### Problem
Can you copy out the "Rabbis and Rabelais" message below word for word, from its heading through its last line?

Rabbis and Rabelais

From: Eva Ekeblad (eva.ekeblad@ped.gu.se)
Date: Wed Mar 01 2000 - 16:02:40 PST


Ah,
that Jewis joke of Eugene's beats a dog joke any time! I have been
savouring it several times with chuckles and smiles, as it reveals new
layers. It may of course be just me being dense to need so many readings --
but it also rings a bell about the slow appreciation that befits the work
of understanding.

At 14.52 -0500 0-03-01, Eugene Matusov scrobe:
>A troubled young Jewish couple tired of constant squirrels and scandals with
>each other decided to go to a very wise rabbi to decide who is right between
>them and how to finish their conflicts. First, the husband told his story
>and his complains. The rabbi thought in a while in silence and replied, "I
>think you are right!" Then the wife told her story. The rabbi thought in a
>while and replied, "You are right!" The husband got really upset over that,
>he yelled at the rabbi, "How both of us can be right if we are telling
>opposite things?! You are inconsistent!!" The rabbi thought in a while on
>what the man said and replied, "Hum, you are right." The wife exclaimed,
>"But you can't go both ways!!" The rabbi sighed and said, "And you are right
>as well..."

### Data extract
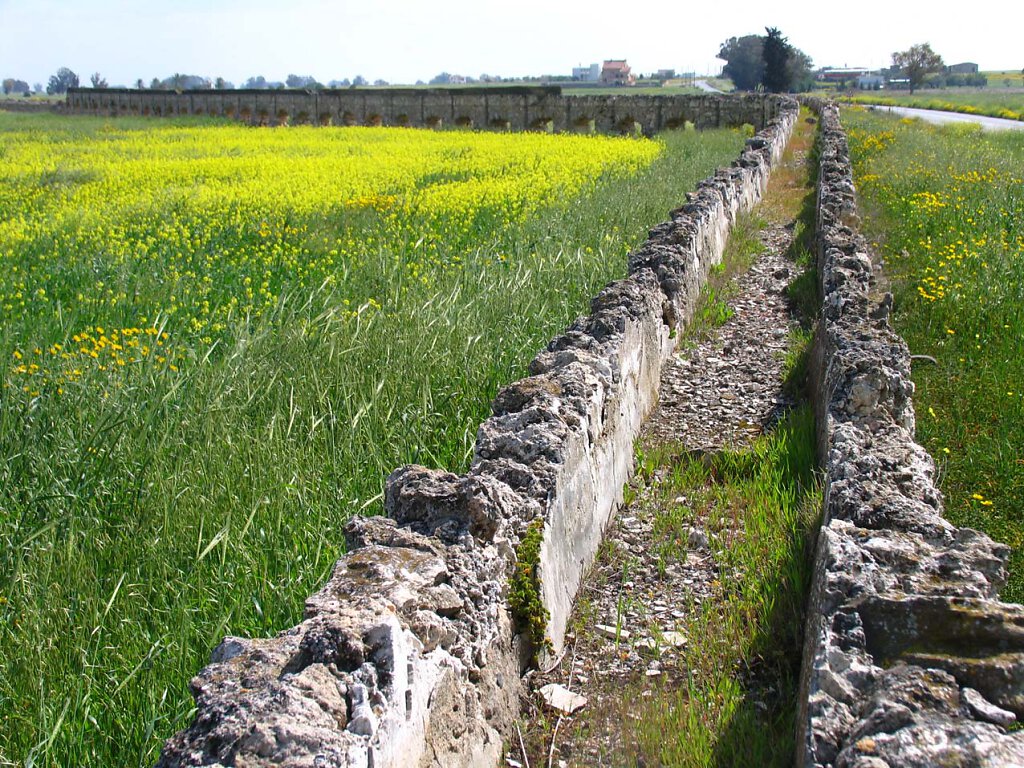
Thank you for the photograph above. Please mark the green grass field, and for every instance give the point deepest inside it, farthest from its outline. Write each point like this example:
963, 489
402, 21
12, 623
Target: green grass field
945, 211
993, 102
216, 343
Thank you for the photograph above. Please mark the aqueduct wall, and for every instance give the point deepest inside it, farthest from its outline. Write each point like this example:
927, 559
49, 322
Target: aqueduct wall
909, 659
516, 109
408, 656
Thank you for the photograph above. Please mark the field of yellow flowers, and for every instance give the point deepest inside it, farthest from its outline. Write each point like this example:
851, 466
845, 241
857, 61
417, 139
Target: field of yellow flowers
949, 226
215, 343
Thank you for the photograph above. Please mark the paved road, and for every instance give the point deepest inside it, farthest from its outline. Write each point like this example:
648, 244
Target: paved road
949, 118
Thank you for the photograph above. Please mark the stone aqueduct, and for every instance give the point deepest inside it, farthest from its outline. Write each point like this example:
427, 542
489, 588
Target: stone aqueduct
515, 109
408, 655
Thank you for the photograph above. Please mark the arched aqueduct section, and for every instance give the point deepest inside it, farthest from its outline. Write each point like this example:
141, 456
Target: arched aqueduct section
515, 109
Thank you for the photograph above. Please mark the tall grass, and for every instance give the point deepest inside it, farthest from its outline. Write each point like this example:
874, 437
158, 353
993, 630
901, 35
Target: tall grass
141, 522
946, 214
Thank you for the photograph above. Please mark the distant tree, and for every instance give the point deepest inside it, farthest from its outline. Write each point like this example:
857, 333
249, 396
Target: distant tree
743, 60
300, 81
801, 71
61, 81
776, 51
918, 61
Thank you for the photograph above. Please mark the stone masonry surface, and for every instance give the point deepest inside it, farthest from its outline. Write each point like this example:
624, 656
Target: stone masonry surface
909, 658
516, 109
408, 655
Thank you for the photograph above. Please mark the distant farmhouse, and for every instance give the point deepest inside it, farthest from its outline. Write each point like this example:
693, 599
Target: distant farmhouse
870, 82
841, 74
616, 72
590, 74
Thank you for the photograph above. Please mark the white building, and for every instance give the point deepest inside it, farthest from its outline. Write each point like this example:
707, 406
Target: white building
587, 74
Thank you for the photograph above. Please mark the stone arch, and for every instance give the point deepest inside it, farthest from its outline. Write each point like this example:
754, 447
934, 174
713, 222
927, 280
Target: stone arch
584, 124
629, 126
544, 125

### Task response
Rabbis and Rabelais

From: Eva Ekeblad (eva.ekeblad@ped.gu.se)
Date: Wed Mar 01 2000 - 16:02:40 PST


Ah,
that Jewis joke of Eugene's beats a dog joke any time! I have been
savouring it several times with chuckles and smiles, as it reveals new
layers. It may of course be just me being dense to need so many readings --
but it also rings a bell about the slow appreciation that befits the work
of understanding.

At 14.52 -0500 0-03-01, Eugene Matusov scrobe:
>A troubled young Jewish couple tired of constant squirrels and scandals with
>each other decided to go to a very wise rabbi to decide who is right between
>them and how to finish their conflicts. First, the husband told his story
>and his complains. The rabbi thought in a while in silence and replied, "I
>think you are right!" Then the wife told her story. The rabbi thought in a
>while and replied, "You are right!" The husband got really upset over that,
>he yelled at the rabbi, "How both of us can be right if we are telling
>opposite things?! You are inconsistent!!" The rabbi thought in a while on
>what the man said and replied, "Hum, you are right." The wife exclaimed,
>"But you can't go both ways!!" The rabbi sighed and said, "And you are right
>as well..."